**Problem statement**
Tell how many lines of the data below have the string "this" in them. Say nothing more.

**Recorded information**
━━━━━━━━━━━━━━━━

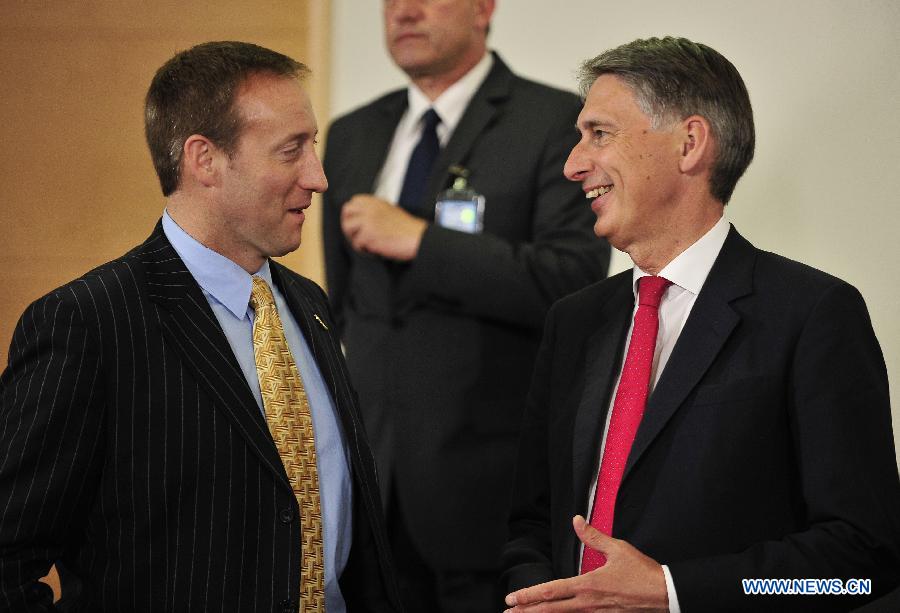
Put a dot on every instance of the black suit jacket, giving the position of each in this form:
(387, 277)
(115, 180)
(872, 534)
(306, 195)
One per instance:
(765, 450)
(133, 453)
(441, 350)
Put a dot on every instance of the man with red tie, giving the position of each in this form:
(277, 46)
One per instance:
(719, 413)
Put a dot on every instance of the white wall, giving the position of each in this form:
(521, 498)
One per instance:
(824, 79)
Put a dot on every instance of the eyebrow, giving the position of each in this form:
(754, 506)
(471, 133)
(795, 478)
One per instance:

━━━━━━━━━━━━━━━━

**Reply**
4